-- START Available data --
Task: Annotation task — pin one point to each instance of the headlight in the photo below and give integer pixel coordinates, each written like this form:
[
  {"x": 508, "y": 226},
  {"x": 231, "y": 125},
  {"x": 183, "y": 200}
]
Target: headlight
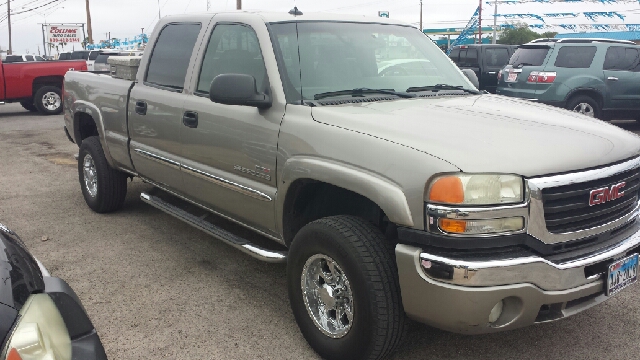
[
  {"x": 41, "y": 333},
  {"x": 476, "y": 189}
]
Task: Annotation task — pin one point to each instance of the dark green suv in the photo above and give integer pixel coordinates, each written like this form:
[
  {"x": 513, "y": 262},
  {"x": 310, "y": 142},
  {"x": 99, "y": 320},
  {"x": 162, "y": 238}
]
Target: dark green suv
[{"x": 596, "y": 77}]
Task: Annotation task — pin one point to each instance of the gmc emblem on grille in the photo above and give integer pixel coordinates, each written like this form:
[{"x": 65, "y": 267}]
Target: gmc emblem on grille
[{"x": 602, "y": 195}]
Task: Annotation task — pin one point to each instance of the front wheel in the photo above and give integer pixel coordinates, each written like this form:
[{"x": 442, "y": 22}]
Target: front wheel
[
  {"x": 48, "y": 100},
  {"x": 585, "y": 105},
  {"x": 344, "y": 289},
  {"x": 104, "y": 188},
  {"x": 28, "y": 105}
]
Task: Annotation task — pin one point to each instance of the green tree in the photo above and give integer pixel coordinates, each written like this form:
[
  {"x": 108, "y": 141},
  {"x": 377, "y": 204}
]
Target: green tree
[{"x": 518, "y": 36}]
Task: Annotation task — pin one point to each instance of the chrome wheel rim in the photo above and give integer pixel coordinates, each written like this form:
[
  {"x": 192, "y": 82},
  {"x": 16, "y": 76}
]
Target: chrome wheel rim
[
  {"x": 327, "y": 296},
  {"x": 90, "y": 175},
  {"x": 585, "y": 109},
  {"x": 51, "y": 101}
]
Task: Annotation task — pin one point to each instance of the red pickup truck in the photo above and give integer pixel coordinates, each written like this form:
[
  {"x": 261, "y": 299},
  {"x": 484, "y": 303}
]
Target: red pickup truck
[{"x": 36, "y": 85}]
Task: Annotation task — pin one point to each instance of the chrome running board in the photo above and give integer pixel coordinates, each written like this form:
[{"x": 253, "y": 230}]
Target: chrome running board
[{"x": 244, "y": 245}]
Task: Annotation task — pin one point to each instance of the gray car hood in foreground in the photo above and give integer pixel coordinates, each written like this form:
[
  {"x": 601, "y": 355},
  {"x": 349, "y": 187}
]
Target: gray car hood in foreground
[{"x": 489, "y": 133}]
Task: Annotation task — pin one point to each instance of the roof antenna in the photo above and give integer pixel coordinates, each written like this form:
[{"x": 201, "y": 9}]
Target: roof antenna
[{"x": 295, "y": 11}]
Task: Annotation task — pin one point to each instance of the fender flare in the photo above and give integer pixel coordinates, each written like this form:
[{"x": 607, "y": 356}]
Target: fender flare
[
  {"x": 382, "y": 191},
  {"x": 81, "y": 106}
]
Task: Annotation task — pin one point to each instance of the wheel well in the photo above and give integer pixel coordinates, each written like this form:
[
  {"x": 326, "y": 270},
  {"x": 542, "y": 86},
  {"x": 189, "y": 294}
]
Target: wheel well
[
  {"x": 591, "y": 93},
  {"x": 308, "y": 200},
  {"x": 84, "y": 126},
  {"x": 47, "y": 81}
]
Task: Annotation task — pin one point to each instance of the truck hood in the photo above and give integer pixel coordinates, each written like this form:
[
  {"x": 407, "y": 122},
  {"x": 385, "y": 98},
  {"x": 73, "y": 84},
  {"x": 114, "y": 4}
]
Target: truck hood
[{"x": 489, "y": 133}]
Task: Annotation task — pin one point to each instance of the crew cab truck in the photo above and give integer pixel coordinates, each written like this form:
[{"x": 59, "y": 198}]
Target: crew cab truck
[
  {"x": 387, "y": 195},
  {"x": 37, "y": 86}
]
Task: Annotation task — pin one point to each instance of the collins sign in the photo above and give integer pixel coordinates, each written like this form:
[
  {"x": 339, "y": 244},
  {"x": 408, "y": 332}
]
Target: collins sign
-- END Available data --
*Written instruction*: Copy every line of the listing above verbatim, omitting the pictures.

*Written solution*:
Task: Annotation task — pin one point to each instance of the headlight in the photo below and give integer pixel coordinates, each written like this form:
[
  {"x": 508, "y": 226},
  {"x": 231, "y": 125},
  {"x": 183, "y": 200}
]
Target: headlight
[
  {"x": 41, "y": 333},
  {"x": 476, "y": 189}
]
Task: Annotation task — pin one point to each instance of the dark green suv in the photo above and give integer pixel coordinates, each written like this form:
[
  {"x": 513, "y": 262},
  {"x": 310, "y": 142},
  {"x": 99, "y": 320},
  {"x": 162, "y": 238}
]
Target: dark green suv
[{"x": 596, "y": 77}]
Task: Annotation task — pin one point to each instance of the gmc emblem on grille in the photo above and give integer pixel coordinates, each written like this form:
[{"x": 65, "y": 267}]
Target: gmc emblem on grille
[{"x": 602, "y": 195}]
Task: Annotation task — pin one point to each instance of the front wheel in the photo above and give integer pixel coordinates, each written like this form:
[{"x": 442, "y": 22}]
Target: front wheel
[
  {"x": 48, "y": 100},
  {"x": 585, "y": 105},
  {"x": 344, "y": 289},
  {"x": 104, "y": 188},
  {"x": 28, "y": 105}
]
Task: Annotation task — pin one point to each instance of the green tree in the photo above and give integer pixel coordinates, each written like this form:
[
  {"x": 108, "y": 141},
  {"x": 377, "y": 204}
]
Target: green tree
[{"x": 518, "y": 36}]
Task: Annotation task — pin one point to each instance of the chrome wheel rim in the photo above and give integer pixel coordinates, each written like this form:
[
  {"x": 192, "y": 82},
  {"x": 16, "y": 76}
]
Target: chrome wheel rim
[
  {"x": 327, "y": 296},
  {"x": 90, "y": 175},
  {"x": 585, "y": 109},
  {"x": 51, "y": 101}
]
Task: Annotation task — pin one point to each instance of the red pickup truck in the photo above and give integer pixel coordinates, each written like this form:
[
  {"x": 261, "y": 299},
  {"x": 484, "y": 303}
]
Target: red pickup truck
[{"x": 36, "y": 85}]
Task: Annotation task — pin one point to each instance of the chrome running board in the photo above and give integer pixel coordinates, each written like this form:
[{"x": 253, "y": 230}]
Target: chrome running board
[{"x": 244, "y": 245}]
Task: Annotation task — pin one point to each instance of the gray car hood in foreground in the photo above and give integer pixel coordinates, each written like this form:
[
  {"x": 601, "y": 355},
  {"x": 349, "y": 187}
]
Target: gray car hood in foreground
[{"x": 489, "y": 133}]
Task: Annotation task — pin one point to each instance of the roof antenna in the photo above and give integer pixel coordinates, each written like this form:
[{"x": 201, "y": 9}]
Target: roof antenna
[{"x": 295, "y": 11}]
Task: Annotation task — pin one point to each instance of the fender flare in the photo above and give integer pixel coordinates, each written like this form:
[{"x": 607, "y": 356}]
Target: fender flare
[
  {"x": 382, "y": 191},
  {"x": 81, "y": 106}
]
Task: Annotation task — pin one point to each instance of the wheel well in the photo above and give integer pixel coordinates, each written like this form:
[
  {"x": 326, "y": 270},
  {"x": 542, "y": 86},
  {"x": 189, "y": 294}
]
Target: wheel well
[
  {"x": 591, "y": 93},
  {"x": 308, "y": 200},
  {"x": 84, "y": 126},
  {"x": 47, "y": 81}
]
Task: Annotation task — pin one point to each instance of the truck hood in the photo above and give integer pixel coordinates, each written like this form:
[
  {"x": 407, "y": 122},
  {"x": 385, "y": 98},
  {"x": 73, "y": 84},
  {"x": 114, "y": 4}
]
Target: truck hood
[{"x": 489, "y": 133}]
Task: Annotation task — pin one point to each instance of the crew cab truck in the photo above and give integer pixel coordinates, each written like this form:
[{"x": 59, "y": 198}]
Target: crew cab truck
[
  {"x": 387, "y": 195},
  {"x": 37, "y": 86}
]
Task: Annotation task — pin one point to each instance of the collins sign in the photo above and give integer pixel coordinates, each written like this form:
[
  {"x": 339, "y": 244},
  {"x": 408, "y": 332}
]
Target: collins sign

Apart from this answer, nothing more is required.